Collection entries:
★ ★ ★ ★ ★
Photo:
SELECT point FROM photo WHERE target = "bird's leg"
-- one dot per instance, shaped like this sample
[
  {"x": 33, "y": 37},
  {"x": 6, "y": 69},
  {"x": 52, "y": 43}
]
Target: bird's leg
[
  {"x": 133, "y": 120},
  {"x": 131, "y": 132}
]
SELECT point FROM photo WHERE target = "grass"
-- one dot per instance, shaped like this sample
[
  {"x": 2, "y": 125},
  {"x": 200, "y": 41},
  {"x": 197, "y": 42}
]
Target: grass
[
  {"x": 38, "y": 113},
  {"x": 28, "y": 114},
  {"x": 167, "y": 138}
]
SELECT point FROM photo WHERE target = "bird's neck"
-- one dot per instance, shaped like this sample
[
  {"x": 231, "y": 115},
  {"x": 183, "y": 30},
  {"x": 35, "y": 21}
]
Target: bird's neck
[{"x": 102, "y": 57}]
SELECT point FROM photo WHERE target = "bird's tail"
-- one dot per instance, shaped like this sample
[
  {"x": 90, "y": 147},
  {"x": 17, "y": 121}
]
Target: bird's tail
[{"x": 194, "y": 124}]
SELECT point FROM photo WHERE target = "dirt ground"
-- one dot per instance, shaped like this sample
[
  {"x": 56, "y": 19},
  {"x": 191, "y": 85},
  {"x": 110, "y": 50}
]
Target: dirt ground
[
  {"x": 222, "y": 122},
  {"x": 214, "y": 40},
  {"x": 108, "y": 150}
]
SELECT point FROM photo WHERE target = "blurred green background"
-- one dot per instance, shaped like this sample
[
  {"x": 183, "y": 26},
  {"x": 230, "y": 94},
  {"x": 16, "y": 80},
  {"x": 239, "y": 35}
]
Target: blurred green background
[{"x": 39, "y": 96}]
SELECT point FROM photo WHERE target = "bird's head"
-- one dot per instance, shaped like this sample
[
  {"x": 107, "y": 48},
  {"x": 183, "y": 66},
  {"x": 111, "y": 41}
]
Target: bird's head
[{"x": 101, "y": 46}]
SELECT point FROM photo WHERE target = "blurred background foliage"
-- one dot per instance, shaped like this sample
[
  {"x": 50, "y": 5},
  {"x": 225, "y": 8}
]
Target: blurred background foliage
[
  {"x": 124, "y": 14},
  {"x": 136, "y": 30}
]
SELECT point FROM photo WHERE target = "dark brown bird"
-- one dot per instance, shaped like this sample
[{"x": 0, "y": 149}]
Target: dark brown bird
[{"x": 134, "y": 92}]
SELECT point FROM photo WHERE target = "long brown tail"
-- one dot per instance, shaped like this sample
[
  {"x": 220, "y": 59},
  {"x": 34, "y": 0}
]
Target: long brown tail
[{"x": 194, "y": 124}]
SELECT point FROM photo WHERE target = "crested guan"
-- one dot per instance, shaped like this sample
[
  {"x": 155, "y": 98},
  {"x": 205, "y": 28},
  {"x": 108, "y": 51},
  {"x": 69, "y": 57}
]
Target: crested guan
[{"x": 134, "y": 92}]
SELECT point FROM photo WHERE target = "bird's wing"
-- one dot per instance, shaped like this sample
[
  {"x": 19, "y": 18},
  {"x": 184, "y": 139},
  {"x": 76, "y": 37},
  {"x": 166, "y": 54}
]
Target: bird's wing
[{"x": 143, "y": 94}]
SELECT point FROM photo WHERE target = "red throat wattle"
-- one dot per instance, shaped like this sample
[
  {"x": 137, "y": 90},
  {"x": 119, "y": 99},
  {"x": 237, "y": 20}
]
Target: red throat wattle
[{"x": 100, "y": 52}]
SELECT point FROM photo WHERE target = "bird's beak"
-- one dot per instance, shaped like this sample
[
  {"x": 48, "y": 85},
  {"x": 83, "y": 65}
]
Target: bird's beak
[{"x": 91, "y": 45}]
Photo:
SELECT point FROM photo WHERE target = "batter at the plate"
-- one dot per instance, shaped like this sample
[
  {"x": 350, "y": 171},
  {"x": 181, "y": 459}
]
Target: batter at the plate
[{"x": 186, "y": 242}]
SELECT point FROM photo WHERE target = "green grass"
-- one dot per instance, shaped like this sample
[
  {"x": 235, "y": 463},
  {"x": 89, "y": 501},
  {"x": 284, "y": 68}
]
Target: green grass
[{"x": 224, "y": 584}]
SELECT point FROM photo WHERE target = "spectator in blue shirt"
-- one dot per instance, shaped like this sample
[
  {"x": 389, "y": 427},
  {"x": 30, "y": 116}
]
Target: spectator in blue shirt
★ ★ ★ ★ ★
● What you need to do:
Going through the entries above, tally every line that contains the string "shirt", then state only the total.

● Exercise solution:
2